- [WHAT IS REQUIRED] Pictures do not belong in your copy. Repeat all the other data exactly.

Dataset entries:
----------------

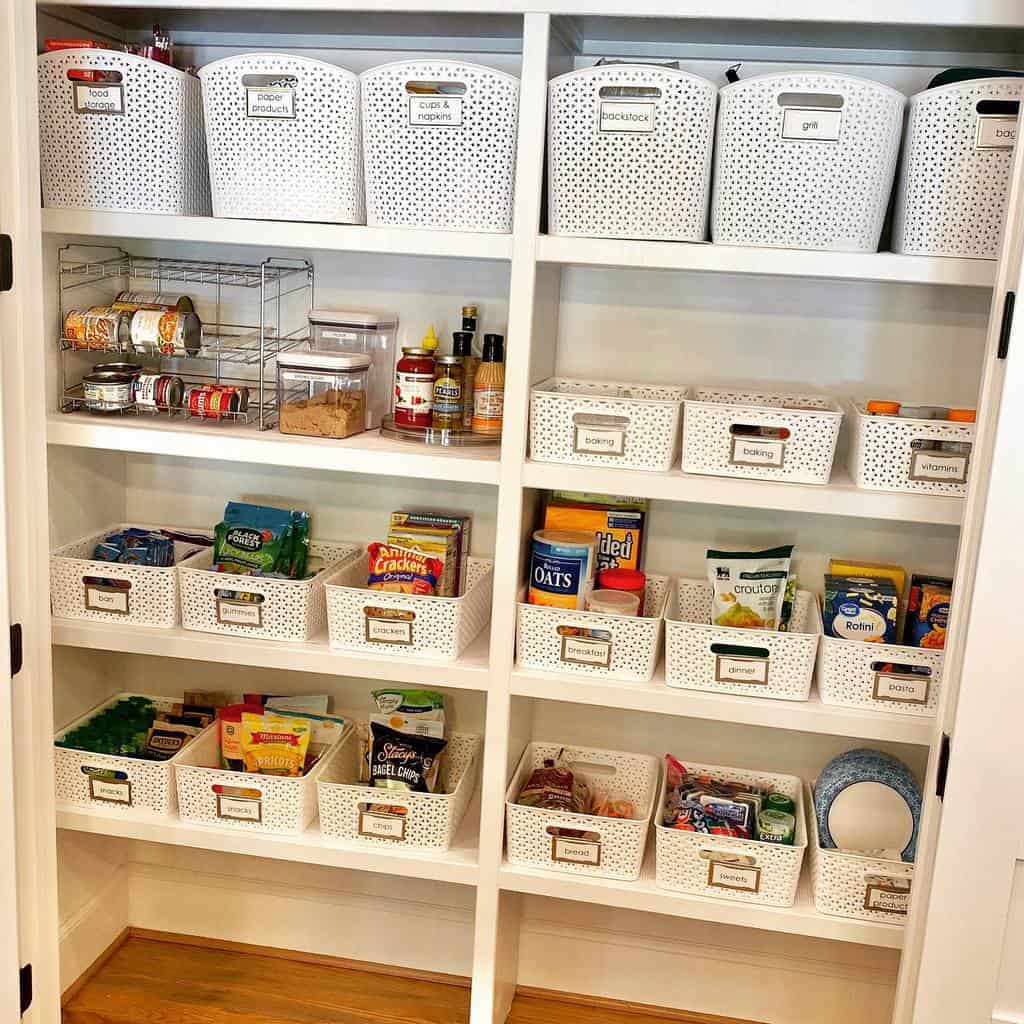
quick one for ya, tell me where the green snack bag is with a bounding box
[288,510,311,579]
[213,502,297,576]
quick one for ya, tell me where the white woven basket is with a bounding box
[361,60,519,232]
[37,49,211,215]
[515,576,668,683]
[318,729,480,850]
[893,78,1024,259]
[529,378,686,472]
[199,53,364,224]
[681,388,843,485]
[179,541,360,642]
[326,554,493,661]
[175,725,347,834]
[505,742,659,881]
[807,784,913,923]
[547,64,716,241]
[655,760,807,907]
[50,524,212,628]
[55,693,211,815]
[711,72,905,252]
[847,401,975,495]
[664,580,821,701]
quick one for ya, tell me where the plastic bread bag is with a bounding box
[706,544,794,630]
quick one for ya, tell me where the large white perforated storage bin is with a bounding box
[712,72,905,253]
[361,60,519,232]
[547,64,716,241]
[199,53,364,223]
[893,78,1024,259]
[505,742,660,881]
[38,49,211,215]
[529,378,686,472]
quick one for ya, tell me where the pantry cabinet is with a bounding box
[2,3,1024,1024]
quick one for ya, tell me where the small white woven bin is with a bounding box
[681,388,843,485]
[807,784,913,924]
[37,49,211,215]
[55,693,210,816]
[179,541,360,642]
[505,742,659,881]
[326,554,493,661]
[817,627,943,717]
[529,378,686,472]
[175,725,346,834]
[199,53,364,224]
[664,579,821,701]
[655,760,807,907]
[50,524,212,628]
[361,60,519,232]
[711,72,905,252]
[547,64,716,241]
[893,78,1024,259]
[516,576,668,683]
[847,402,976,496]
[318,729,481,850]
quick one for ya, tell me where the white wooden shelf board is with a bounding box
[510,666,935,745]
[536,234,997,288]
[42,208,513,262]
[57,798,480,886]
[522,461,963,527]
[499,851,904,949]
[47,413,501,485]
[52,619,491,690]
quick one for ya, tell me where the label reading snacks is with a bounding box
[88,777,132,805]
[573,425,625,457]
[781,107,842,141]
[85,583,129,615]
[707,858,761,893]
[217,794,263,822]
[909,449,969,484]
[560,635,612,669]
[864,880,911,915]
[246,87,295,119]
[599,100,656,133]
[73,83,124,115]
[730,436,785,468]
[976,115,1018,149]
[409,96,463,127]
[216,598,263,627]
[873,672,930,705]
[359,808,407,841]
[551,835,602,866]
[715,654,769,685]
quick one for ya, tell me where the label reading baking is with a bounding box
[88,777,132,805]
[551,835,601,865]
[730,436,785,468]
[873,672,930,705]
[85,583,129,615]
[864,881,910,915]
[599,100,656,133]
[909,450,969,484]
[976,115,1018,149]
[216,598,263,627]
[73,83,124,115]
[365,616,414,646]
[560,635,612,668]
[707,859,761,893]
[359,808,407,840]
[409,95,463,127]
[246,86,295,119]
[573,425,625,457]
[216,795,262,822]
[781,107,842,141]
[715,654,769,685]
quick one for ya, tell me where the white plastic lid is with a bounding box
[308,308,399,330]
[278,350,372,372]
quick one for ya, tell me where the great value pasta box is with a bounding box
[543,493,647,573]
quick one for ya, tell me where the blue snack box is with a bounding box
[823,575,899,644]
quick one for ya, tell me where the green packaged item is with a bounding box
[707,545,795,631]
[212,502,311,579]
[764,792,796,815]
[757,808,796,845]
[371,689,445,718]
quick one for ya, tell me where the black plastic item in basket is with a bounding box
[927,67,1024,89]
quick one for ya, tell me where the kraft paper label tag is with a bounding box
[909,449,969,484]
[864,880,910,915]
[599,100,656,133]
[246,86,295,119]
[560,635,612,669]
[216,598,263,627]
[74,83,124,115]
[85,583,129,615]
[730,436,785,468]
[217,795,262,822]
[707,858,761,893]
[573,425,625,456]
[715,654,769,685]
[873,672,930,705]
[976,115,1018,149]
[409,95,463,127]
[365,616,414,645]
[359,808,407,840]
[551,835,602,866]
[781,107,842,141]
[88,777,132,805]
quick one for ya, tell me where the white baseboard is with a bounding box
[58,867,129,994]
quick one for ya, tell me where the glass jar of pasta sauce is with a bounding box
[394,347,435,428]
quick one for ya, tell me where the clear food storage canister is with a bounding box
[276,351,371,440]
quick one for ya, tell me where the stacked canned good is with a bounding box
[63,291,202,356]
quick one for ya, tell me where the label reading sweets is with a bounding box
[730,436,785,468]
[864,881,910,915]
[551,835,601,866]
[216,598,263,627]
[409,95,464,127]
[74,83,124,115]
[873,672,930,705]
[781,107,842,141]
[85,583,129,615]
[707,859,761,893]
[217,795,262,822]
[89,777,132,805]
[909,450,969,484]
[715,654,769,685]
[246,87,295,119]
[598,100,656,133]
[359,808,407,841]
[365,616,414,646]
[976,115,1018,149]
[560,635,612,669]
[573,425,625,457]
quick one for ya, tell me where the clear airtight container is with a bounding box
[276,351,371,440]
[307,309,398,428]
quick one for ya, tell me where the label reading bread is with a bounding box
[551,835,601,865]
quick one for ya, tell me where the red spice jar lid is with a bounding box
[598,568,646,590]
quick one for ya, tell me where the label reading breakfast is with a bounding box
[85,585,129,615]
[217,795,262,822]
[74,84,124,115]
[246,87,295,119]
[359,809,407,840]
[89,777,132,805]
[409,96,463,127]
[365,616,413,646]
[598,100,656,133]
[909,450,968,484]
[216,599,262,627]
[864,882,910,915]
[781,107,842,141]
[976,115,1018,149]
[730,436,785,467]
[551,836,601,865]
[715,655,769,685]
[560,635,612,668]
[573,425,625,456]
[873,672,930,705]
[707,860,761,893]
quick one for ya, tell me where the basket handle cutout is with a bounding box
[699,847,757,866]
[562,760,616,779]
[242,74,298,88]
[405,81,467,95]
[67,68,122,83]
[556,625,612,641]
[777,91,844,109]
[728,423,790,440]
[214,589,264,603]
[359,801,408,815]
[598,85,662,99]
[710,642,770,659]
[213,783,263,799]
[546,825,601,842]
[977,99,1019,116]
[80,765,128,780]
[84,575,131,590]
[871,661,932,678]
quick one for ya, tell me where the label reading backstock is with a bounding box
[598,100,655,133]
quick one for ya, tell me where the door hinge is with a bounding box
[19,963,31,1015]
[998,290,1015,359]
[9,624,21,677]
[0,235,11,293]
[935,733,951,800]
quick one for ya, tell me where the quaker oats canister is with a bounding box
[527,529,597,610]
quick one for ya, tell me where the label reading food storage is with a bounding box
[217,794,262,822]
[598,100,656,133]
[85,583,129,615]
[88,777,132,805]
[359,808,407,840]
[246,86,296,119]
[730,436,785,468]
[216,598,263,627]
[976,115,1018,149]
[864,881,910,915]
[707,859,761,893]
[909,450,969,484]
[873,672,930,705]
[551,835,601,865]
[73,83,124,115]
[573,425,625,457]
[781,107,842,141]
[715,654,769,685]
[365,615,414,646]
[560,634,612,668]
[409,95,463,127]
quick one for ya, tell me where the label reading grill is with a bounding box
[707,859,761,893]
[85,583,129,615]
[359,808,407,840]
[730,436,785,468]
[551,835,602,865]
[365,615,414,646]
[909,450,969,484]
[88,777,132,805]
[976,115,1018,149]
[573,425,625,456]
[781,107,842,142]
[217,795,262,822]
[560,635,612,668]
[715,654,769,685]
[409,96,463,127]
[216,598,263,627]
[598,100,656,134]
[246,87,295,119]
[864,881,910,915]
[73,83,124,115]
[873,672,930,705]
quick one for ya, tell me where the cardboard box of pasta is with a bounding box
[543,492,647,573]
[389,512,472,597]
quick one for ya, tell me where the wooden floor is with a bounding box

----------------

- [WORKED SOLUTION]
quick one for ya, tell me where the green snack bag is with a bounding box
[288,510,311,579]
[213,502,297,576]
quick one for ya, tell me where the white woven basket is with a bounding box
[361,60,519,232]
[37,49,211,215]
[515,576,668,683]
[318,729,480,850]
[893,78,1024,259]
[529,378,686,472]
[199,53,364,224]
[681,388,843,485]
[179,541,360,642]
[326,554,493,661]
[175,725,347,834]
[505,742,659,881]
[807,784,913,923]
[547,64,716,241]
[655,760,807,907]
[50,524,212,628]
[55,693,211,815]
[711,72,905,252]
[847,401,975,495]
[664,580,821,701]
quick one for ya, tell me where the plastic bread bag is with a bounding box
[706,544,794,630]
quick one for ya, tell me where the large white perforated storage bin is with a bounding box
[712,72,905,253]
[361,60,519,232]
[547,64,716,241]
[199,53,364,223]
[893,78,1024,259]
[505,742,660,881]
[38,49,211,215]
[529,378,686,472]
quick one for ya, tell me where the pantry cabinet is with a bounding box
[2,3,1024,1024]
quick one for ya, tell me where the small white woven bin is with a bounding box
[681,388,843,485]
[807,784,913,924]
[37,49,211,215]
[55,693,210,816]
[179,541,360,642]
[505,742,659,881]
[326,554,493,661]
[817,627,943,717]
[529,378,686,472]
[175,725,346,834]
[199,53,364,224]
[664,579,821,701]
[655,760,807,907]
[50,524,212,628]
[361,60,519,232]
[711,72,905,252]
[547,64,716,241]
[893,78,1024,259]
[516,576,668,683]
[847,402,976,496]
[318,729,481,850]
quick one for ya, tell me where the white wooden shelf board is with a bounding box
[510,666,935,745]
[536,234,997,288]
[42,208,513,262]
[57,798,480,886]
[522,461,963,527]
[499,851,904,949]
[47,413,501,485]
[52,619,491,690]
quick one for ya, tell me where the label reading snacks is with a bounding box
[88,777,132,805]
[573,425,625,457]
[781,107,842,141]
[85,583,129,615]
[707,858,761,893]
[217,794,263,822]
[909,449,969,484]
[560,635,612,669]
[864,880,911,915]
[246,87,295,119]
[599,100,656,133]
[73,83,124,115]
[730,436,785,468]
[976,115,1018,149]
[409,96,463,127]
[216,598,263,627]
[873,672,930,705]
[359,808,407,841]
[551,835,602,866]
[715,654,769,685]
quick one for ya, tell me where the label reading baking is with a bounding box
[88,777,132,805]
[551,835,601,865]
[730,436,785,468]
[873,672,930,705]
[85,583,129,615]
[864,881,910,915]
[599,100,656,133]
[909,450,969,484]
[976,115,1018,149]
[216,598,263,627]
[73,83,124,115]
[365,616,414,646]
[560,635,612,668]
[707,859,761,893]
[359,808,407,840]
[409,95,463,127]
[246,86,295,119]
[573,425,625,457]
[216,795,262,822]
[781,107,842,141]
[715,654,769,685]
quick one for ya, tell me where the white plastic lid is with a bounding box
[308,308,399,330]
[278,350,372,372]
quick one for ya, tell me where the great value pasta box is with a bounding box
[543,493,647,573]
quick one for ya, tell me where the blue snack box is with a bounding box
[823,575,899,644]
quick one for ya, tell me where the green packaged item is with a bounding box
[707,545,795,631]
[212,502,311,579]
[764,792,796,815]
[757,808,796,845]
[371,689,445,718]
quick one for ya, tell me where the black plastic item in basket is with a bounding box
[927,67,1024,89]
quick one for ya, tell me where the kraft paper label tag is with a bounding box
[909,449,969,484]
[864,880,910,915]
[599,100,656,133]
[246,86,295,119]
[560,635,612,669]
[216,598,263,627]
[74,83,124,115]
[85,583,129,615]
[730,436,785,468]
[217,795,262,822]
[707,858,761,893]
[573,425,625,456]
[715,654,769,685]
[873,672,930,705]
[976,115,1018,149]
[409,95,463,127]
[365,616,414,645]
[359,808,407,840]
[551,835,602,866]
[781,107,842,141]
[88,777,132,805]
quick one for ya, tell me where the white baseboard is with a bounding box
[58,867,129,994]
quick one for ya, tell me where the glass jar of pasta sauce is with a bounding box
[394,347,435,428]
quick one for ya, tell me where the clear food storage canister is with a bounding box
[276,351,371,440]
quick one for ya, tell me where the stacked canned good is with a bounding box
[63,291,202,356]
quick one for ya, tell me where the label reading sweets is with a bounding box
[730,436,785,468]
[864,881,910,915]
[551,835,601,866]
[216,598,263,627]
[409,95,464,127]
[74,83,124,115]
[873,672,930,705]
[781,107,842,141]
[85,583,129,615]
[707,859,761,893]
[217,795,262,822]
[89,777,132,805]
[909,450,969,484]
[715,654,769,685]
[246,87,295,119]
[598,100,656,133]
[359,808,407,841]
[365,616,414,646]
[976,115,1018,149]
[560,635,612,669]
[573,425,625,457]
quick one for ya, tell me where the clear airtight container is with a bounding box
[276,351,371,440]
[307,309,398,428]
quick one for ya, tell me where the label reading bread is with a bounding box
[551,835,601,865]
quick one for ya, tell me where the red spice jar lid is with a bounding box
[598,568,646,590]
quick one for ya, tell me where the label reading breakfast is with a bounding box
[85,585,129,615]
[217,795,262,822]
[74,84,124,115]
[246,87,295,119]
[359,809,407,840]
[89,777,132,805]
[409,96,463,127]
[365,616,413,646]
[598,100,656,133]
[909,450,968,484]
[216,599,262,627]
[864,882,910,915]
[781,107,842,141]
[976,115,1018,149]
[730,436,785,467]
[551,836,601,865]
[715,655,769,685]
[560,635,612,668]
[573,425,625,456]
[873,672,930,705]
[707,860,761,893]
quick one for ya, tell me where the basket handle cutout is with a bounding box
[699,847,757,866]
[562,760,616,779]
[242,74,298,88]
[405,81,467,95]
[67,68,122,83]
[556,625,612,641]
[777,91,844,109]
[728,423,790,440]
[214,589,264,603]
[359,801,408,815]
[598,85,662,99]
[710,642,770,659]
[213,783,263,799]
[546,825,601,842]
[977,99,1019,116]
[80,765,128,780]
[84,575,131,590]
[871,661,932,678]
quick one for ya, tell me where the label reading backstock is with a bounding box
[598,100,655,133]
quick one for ya, tell me where the door hinge is with a bounding box
[19,963,31,1015]
[998,290,1015,359]
[9,624,21,677]
[0,235,11,293]
[935,733,951,800]
quick one for ya, tell me where the quaker oats canister is with a bounding box
[527,529,597,610]
quick one for ya, tell me where the label reading food storage is with a bounding box
[217,794,262,822]
[598,100,656,133]
[85,583,129,615]
[88,777,132,805]
[359,808,407,840]
[246,86,296,119]
[730,436,785,468]
[216,598,263,627]
[976,115,1018,149]
[864,881,910,915]
[707,859,761,893]
[909,450,969,484]
[873,672,930,705]
[551,835,601,865]
[73,83,124,115]
[573,425,625,457]
[781,107,842,141]
[715,654,769,685]
[365,615,414,646]
[560,634,612,668]
[409,95,463,127]
quick one for ya, tell me where the label reading grill is with a bounding box
[707,859,761,893]
[85,583,129,615]
[359,808,407,840]
[730,436,785,468]
[551,835,602,865]
[365,615,414,646]
[909,450,969,484]
[88,777,132,805]
[976,115,1018,149]
[573,425,625,456]
[781,107,842,142]
[217,795,262,822]
[560,635,612,668]
[715,654,769,685]
[409,96,463,127]
[216,598,263,627]
[598,100,656,134]
[246,87,295,119]
[864,881,910,915]
[73,83,124,115]
[873,672,930,705]
quick one for ya, tell me where the cardboard box of pasta is with a bounding box
[543,492,647,573]
[389,512,472,597]
quick one for ya, tell me where the wooden floor is with a bounding box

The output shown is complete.